- **TEXTE SOURCE**:
►

C’est ainsi que la glycérine végétale, issue des huiles végétales [lesquelles sont bien naturelles puisque obtenues à partir d’une palnte par un procédé physique – le pressage] et de soude [avec donc une modification chimique intentionnelle – séparer le glycérine des acides gras], est un ingrédient naturel dérivé.

Les ingrédients non naturels enfin sont ceux obtenus à partir de combustibles fossiles ou les ingrédients ayant plus de plus de 50% du poids moléculaire d’origine non naturelle. Le propylène glycol, les huiles minérales, la diméthicone, … sont des ingrédients non naturels.

 

Un ingrédient naturel aura un natural index [NI] de 1; un ingrédient non naturel aura un natural index [NI] de 0.
Un ingrédient naturel dérivé aura un natural origin index [NOI] égal à la part d’origine naturelle de son poids moléculaire, fraction évidemment comprise entre 1 [tout y est d’origine naturelle] et 0.5 [si la part d’origine naturelle est inférieure à 0.5, il n’est plus considéré comme naturel].

Ainsi, le SODIUM COCOYL ISETHIONATE, moussant doux largement utilisé dans les savons durs, présente-t-il un poids moléculaire de 326* [l’entièreté de la molécule pèse 326], mais la partie issue du naturel ne pèse que 222; ce qui nous donne un rapport de 222/326, soit 0.68 … au-dessus de 0.5, le SODIUM COCOYL ISETHIONATE peut être classée comme ingrédient naturel dérivé.
* la valeur du poids moléculaire est un chiffre sans unité [elle ne se calcule pas en grammes par exemple], parce qu’il s’agit d’un ratio : la masse de la molécule par rapport à la masse de l’atome d’hydrogène [nous simplifions un brin pour ne pas alourdir encore ce blog] – et un ratio d’une unité de masse par rapport à une autre unité de masse est bien une valeur sans unité.

◄

- **CONSIGNE A**: Selon le texte source, pourquoi la valeur du poids moléculaire n'a-t-elle pas d'unité ? Répondez en une à trois phrases.
- **CONSIGNE B**: Reprenez le texte sur l'indice d'origine naturelle des ingrédients là où il s'arrête.

- **DONNÉES FOURNIES**:
►

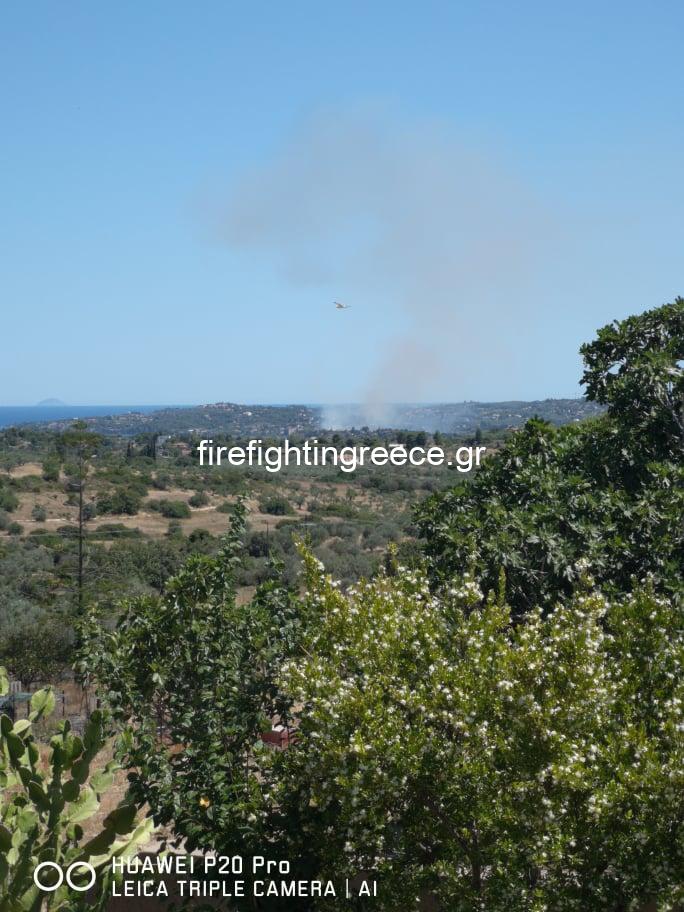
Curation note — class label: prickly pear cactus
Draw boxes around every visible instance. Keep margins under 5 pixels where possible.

◄
►

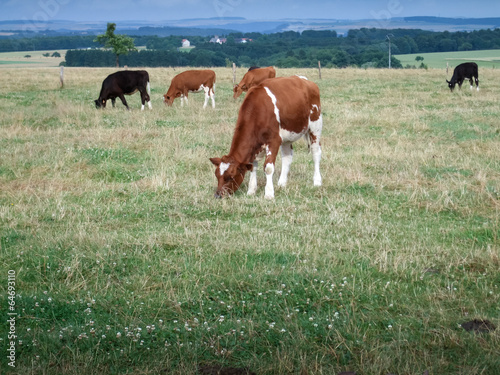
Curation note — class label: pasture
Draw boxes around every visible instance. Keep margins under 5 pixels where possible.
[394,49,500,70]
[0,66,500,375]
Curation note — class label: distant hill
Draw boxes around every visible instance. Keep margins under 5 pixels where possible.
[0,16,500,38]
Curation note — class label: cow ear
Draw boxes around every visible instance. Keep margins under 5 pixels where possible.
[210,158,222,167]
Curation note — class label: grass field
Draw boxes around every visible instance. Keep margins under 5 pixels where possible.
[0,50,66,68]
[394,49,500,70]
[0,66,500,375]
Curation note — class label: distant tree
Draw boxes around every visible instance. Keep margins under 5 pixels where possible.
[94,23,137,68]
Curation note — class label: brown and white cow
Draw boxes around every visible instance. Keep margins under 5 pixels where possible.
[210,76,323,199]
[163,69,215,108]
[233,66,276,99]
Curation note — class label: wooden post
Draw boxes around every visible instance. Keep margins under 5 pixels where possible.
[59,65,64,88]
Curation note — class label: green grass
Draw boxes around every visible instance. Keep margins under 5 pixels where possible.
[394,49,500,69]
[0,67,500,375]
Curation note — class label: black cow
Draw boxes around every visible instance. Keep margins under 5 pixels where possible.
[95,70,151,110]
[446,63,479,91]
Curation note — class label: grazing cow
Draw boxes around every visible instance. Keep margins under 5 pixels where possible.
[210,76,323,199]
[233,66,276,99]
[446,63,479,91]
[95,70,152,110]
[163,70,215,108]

◄
►

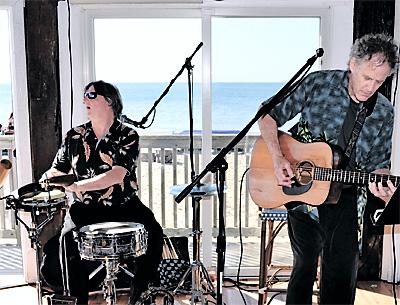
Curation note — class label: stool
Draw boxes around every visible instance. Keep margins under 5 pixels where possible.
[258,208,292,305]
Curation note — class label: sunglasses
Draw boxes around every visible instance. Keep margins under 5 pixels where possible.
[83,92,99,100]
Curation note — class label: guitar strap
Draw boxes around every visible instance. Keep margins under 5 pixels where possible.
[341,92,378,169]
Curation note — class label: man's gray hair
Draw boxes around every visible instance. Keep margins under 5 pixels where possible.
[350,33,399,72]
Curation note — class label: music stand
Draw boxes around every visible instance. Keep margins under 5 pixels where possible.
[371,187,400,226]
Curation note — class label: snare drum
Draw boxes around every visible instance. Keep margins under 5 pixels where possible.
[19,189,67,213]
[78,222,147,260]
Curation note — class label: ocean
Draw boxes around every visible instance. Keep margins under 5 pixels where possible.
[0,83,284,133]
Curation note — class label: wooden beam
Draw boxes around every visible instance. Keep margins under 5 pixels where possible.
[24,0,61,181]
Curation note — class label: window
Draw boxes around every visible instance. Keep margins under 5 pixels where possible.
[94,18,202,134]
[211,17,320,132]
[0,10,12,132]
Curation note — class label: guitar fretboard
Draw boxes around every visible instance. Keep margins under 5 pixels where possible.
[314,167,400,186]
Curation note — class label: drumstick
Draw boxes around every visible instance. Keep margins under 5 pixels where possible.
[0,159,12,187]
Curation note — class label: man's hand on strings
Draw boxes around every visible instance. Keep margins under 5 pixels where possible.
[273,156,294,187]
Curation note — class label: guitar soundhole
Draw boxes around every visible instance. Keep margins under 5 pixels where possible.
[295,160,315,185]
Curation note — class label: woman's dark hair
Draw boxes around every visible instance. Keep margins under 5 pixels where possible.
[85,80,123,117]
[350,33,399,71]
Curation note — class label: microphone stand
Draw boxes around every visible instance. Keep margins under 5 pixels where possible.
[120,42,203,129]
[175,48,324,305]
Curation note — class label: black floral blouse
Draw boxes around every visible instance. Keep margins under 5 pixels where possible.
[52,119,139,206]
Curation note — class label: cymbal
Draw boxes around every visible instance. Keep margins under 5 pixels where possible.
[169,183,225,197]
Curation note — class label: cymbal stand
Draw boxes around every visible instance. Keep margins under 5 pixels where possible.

◄

- **RÉPONSE ATTENDUE A**: Le poids moléculaire est un ratio : il rapporte la masse de la molécule à la masse de l'atome d'hydrogène. Or un rapport entre deux masses est une valeur sans unité.

- **RÉPONSE ATTENDUE B**:
Copaiba blog ISO 16128 SCI

La molécule de SODIUM COCOYL ISETHIONATE [SCI], dans son entièreté. La partie gauche, jusqu’au double oxygène représenté par la lettre O, provient de l’huile de coco, tandis que la partie droite est amenée par synthèse. La fraction de la molécule représentée en noir [222 parts en masse] est d’origine naturelle, tandis que la partie représentée en couleur [104 parts en masse] est d’origine synthétique.

Pour établir la naturalité d’un cosmétique, il suffit d’additionner le NOI de chaque ingrédient multiplié par son % dans la formule.

Un cosmétique 100% naturel devra donc impérativement être constitué de 100% d’ingrédients au NOI=1. Par contre, un cosmétique peut être constitué entièrement d’ingrédients naturels – autrement dit d’ingrédients naturels et naturels dérivés – sans pour autant atteindre ces 100%. Ainsi, un savon dur au SODIUM COCOYL ISETHIONATE ne pourra jamais être 100% naturel, puisque cet ingrédient ne présente pas un NOI de 1* mais pourra être, dans les mêmes conditions, revendiquer 100% d’ingrédients naturels – autrement dit, revendiquer 100% d’ingrédients au NOI supérieur à 50%.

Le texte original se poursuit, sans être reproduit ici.